- **PROBLEM REQUIREMENTS**:
Your task is to return the line containing "Could you please point out the door" and each line after it through the end of the entries, exactly, with no other lines.

(Items from a data source)
________________

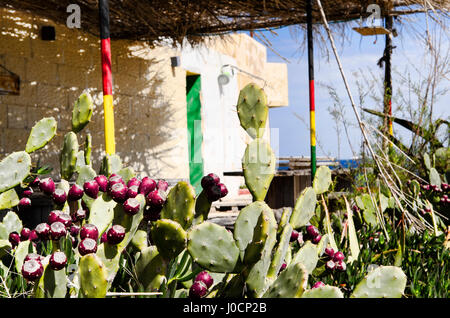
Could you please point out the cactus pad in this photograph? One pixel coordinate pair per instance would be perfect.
(68, 156)
(169, 237)
(180, 204)
(326, 291)
(212, 247)
(258, 165)
(253, 110)
(93, 277)
(14, 169)
(41, 133)
(82, 112)
(382, 282)
(291, 283)
(304, 208)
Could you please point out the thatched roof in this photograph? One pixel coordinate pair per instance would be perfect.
(149, 20)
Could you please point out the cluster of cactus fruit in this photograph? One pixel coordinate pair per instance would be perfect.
(177, 250)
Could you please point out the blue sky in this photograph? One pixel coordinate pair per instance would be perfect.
(359, 54)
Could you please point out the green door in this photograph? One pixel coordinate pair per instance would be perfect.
(195, 136)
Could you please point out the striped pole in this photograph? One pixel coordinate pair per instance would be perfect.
(110, 145)
(312, 116)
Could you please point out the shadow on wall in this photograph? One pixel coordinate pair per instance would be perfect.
(54, 73)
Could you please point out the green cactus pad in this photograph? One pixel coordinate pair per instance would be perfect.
(326, 291)
(68, 156)
(88, 149)
(245, 224)
(150, 269)
(258, 165)
(14, 169)
(280, 251)
(110, 164)
(253, 110)
(41, 133)
(382, 282)
(261, 232)
(308, 256)
(93, 277)
(322, 180)
(52, 284)
(82, 112)
(304, 208)
(291, 283)
(169, 237)
(8, 199)
(212, 247)
(180, 204)
(102, 212)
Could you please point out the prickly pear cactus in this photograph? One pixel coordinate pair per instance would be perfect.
(304, 208)
(258, 165)
(180, 204)
(213, 247)
(169, 237)
(41, 133)
(68, 156)
(82, 112)
(382, 282)
(14, 168)
(252, 110)
(93, 277)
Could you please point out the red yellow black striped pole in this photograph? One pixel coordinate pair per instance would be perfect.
(110, 144)
(312, 116)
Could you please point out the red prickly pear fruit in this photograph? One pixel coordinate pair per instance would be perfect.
(102, 182)
(330, 252)
(162, 185)
(115, 234)
(87, 246)
(14, 239)
(132, 191)
(104, 238)
(118, 192)
(294, 235)
(156, 198)
(213, 193)
(57, 230)
(338, 256)
(35, 183)
(74, 230)
(223, 190)
(47, 186)
(59, 196)
(89, 231)
(91, 189)
(75, 192)
(147, 185)
(33, 236)
(198, 290)
(32, 270)
(58, 260)
(312, 231)
(27, 192)
(317, 239)
(65, 219)
(24, 203)
(204, 277)
(341, 266)
(330, 265)
(43, 231)
(25, 234)
(318, 284)
(131, 206)
(133, 182)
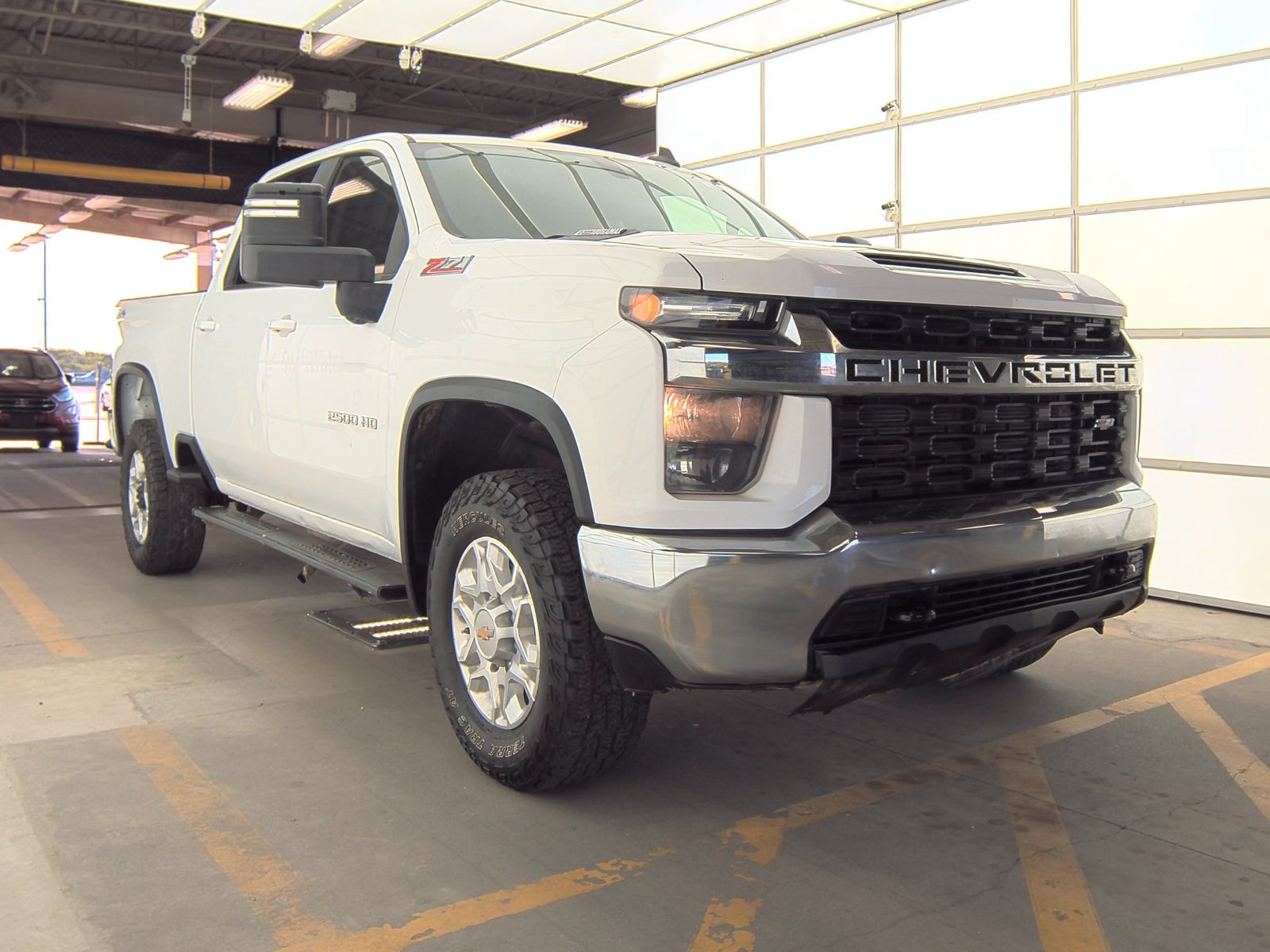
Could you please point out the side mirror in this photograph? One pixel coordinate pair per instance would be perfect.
(285, 243)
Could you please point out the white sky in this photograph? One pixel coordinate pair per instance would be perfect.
(88, 273)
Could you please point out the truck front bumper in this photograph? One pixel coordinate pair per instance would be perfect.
(719, 609)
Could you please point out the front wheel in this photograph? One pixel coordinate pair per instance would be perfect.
(163, 533)
(524, 670)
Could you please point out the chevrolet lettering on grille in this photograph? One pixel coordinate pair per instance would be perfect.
(918, 370)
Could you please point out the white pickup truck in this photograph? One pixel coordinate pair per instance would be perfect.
(618, 429)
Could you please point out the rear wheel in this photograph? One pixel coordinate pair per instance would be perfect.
(524, 670)
(159, 526)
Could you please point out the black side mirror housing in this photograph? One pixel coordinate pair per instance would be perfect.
(285, 243)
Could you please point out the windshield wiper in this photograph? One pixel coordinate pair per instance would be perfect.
(596, 234)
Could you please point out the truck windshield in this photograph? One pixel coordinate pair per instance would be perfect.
(524, 192)
(21, 365)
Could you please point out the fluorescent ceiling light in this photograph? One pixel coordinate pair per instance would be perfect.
(641, 98)
(552, 130)
(258, 92)
(332, 46)
(213, 136)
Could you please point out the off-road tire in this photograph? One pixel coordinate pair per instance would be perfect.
(175, 539)
(582, 720)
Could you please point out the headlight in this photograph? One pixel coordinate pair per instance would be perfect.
(695, 310)
(714, 441)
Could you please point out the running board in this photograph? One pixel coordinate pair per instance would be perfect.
(365, 571)
(381, 625)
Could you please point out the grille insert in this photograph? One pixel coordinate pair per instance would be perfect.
(861, 621)
(27, 404)
(899, 448)
(973, 330)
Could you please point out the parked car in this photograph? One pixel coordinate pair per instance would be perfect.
(620, 429)
(36, 400)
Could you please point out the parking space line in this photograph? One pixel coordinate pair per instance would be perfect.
(479, 911)
(1060, 900)
(1245, 767)
(728, 927)
(273, 886)
(238, 848)
(38, 617)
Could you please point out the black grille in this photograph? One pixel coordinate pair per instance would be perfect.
(893, 448)
(860, 621)
(878, 325)
(25, 404)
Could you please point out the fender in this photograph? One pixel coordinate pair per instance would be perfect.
(518, 397)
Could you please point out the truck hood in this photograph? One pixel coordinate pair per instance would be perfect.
(833, 271)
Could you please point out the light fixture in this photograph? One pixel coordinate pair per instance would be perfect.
(262, 89)
(213, 136)
(552, 130)
(332, 46)
(641, 98)
(410, 59)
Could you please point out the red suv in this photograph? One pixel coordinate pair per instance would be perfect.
(36, 401)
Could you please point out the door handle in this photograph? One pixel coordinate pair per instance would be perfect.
(283, 327)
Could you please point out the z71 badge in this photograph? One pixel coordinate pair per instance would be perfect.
(446, 266)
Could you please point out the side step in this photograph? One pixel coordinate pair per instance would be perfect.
(362, 570)
(384, 625)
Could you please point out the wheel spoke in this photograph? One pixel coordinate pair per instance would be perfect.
(491, 594)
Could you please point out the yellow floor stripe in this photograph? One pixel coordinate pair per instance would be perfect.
(728, 927)
(239, 850)
(1066, 918)
(1246, 768)
(38, 616)
(456, 917)
(249, 861)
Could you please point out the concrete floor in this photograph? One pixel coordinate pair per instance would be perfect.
(188, 763)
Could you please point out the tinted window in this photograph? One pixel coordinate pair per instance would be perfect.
(362, 211)
(19, 365)
(510, 192)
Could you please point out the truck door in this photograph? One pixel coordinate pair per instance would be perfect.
(230, 374)
(325, 405)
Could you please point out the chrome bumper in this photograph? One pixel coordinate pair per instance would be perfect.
(732, 608)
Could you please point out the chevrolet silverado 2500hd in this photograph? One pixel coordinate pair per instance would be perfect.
(618, 429)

________________

- **TASK RESULT**:
Could you please point out the door handle in this photograph? One pixel coordinate pair per instance would be perfect.
(283, 327)
Could you please point out the z71 badge in this photograph? One pixel coordinate pair per instance would be perfect.
(446, 266)
Could you please point out the side step in this photograph? One pixel coordinate pair per instance would be perfect.
(362, 570)
(384, 625)
Could you please point out the wheel spoke in this photograph? One pixel coordinate pair per instance would be perfect.
(491, 594)
Could you please point out the yellow floor stripe in this photograph? One pixel coordinate pair per instance would be perfect.
(728, 927)
(239, 850)
(1066, 918)
(1246, 768)
(38, 616)
(456, 917)
(249, 861)
Could you please point out the concrete floor in this photograph? One pixel coordinate pair per instance would be perfect.
(188, 763)
Could you please point out the tinted window in this photograph? One pixel coordinate pair per instance would be perfect.
(362, 211)
(19, 365)
(510, 192)
Could you please point out the truck door in this photograph? One pixel coordinate pair per instance would be perfect.
(230, 374)
(325, 405)
Could you please point out the chrome bumper in this photograph? One pixel coordinate pair per instance would be perfect.
(732, 608)
Could you please point out the chevrolet silverado 2500hd in this photograph? One pixel coordinate pair per instance would be perfect.
(618, 429)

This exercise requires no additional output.